Source data
###

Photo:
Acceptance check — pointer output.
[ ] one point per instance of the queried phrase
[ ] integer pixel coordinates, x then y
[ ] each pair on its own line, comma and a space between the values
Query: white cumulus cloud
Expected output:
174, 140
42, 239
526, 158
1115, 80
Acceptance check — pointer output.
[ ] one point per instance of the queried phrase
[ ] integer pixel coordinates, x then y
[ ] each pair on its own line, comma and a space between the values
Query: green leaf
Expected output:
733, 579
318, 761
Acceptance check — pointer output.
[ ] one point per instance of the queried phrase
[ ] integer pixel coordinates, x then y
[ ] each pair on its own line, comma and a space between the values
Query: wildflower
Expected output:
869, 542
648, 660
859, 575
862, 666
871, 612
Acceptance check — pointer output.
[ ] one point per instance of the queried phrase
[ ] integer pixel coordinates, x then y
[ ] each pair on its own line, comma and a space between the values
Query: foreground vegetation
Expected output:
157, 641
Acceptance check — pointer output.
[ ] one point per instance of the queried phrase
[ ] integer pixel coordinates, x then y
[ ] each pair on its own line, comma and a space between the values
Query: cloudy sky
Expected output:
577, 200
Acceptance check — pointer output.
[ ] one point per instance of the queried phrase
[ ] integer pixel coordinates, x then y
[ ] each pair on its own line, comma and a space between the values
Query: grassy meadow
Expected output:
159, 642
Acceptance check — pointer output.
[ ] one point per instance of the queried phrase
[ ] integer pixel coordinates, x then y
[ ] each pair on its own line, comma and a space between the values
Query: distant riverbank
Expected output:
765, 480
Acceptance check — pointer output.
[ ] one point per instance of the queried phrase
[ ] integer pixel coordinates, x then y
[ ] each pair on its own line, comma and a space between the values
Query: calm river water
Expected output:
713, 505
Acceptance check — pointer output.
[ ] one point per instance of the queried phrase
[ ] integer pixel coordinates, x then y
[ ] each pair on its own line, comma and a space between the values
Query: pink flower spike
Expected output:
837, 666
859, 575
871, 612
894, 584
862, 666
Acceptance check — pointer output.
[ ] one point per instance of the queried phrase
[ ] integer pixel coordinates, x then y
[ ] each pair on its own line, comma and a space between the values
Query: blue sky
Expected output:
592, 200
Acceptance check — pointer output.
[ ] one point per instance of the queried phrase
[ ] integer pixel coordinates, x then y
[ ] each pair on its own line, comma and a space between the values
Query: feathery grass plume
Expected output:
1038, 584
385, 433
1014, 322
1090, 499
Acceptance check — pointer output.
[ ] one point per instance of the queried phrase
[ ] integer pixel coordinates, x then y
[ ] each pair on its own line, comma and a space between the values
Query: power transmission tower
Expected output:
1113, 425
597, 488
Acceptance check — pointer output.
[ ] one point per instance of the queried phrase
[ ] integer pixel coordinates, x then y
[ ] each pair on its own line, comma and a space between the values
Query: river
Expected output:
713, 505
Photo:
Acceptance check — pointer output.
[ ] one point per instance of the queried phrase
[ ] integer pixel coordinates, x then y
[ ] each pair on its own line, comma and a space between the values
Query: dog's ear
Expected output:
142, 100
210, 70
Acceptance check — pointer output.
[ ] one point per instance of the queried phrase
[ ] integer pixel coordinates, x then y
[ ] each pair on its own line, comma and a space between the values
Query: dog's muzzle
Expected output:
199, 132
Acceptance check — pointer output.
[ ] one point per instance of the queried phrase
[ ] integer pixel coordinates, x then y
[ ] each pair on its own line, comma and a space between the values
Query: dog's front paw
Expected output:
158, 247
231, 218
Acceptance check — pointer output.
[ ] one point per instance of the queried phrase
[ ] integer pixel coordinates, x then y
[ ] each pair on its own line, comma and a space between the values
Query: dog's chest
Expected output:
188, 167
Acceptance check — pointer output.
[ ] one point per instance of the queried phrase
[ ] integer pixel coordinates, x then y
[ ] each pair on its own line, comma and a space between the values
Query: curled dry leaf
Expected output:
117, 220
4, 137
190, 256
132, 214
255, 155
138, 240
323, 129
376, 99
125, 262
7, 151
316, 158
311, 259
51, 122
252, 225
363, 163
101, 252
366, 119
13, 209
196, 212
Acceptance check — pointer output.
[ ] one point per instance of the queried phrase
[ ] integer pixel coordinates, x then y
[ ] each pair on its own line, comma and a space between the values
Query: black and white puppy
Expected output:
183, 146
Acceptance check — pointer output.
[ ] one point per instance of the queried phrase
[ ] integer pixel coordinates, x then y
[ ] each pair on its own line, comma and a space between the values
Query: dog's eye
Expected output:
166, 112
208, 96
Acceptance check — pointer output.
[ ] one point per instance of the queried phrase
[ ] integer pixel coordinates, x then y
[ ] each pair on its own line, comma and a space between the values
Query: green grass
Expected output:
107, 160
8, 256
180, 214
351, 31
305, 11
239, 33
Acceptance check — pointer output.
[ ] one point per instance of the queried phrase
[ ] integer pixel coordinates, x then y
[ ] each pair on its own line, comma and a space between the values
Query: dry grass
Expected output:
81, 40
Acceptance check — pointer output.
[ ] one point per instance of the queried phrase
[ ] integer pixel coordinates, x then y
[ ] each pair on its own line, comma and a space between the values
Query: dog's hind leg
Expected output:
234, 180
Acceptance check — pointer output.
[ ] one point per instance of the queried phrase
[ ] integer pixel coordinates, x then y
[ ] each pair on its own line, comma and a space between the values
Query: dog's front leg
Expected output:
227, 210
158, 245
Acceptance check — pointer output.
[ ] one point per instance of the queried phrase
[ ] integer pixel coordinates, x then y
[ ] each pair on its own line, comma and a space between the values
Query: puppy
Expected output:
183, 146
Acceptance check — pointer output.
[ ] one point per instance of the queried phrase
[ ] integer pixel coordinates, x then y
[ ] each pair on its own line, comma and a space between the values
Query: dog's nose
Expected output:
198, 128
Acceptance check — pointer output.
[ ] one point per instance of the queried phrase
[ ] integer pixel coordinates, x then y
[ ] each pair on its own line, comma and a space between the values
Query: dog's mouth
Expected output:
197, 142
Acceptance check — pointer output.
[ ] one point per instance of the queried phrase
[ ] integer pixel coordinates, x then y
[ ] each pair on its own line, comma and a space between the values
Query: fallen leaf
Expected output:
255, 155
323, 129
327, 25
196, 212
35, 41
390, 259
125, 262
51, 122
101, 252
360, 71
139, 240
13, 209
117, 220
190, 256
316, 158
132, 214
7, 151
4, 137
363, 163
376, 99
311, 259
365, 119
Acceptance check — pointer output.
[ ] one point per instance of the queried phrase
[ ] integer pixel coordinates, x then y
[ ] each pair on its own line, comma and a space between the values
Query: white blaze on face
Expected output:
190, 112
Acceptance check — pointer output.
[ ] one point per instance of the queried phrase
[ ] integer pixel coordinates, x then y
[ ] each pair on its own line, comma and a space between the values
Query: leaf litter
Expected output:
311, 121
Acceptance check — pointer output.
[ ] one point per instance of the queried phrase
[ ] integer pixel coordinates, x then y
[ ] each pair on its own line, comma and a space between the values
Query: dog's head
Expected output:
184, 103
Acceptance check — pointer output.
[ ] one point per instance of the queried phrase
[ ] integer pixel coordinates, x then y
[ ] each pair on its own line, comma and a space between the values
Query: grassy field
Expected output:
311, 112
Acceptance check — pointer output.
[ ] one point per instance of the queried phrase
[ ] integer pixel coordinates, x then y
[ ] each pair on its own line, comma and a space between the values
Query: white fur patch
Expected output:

###

Exercise: From the records above, return each line that has the string "leaf".

Exercise answer:
Query: green leaf
Query: curled dry leaf
Query: fallen leaf
Query: leaf litter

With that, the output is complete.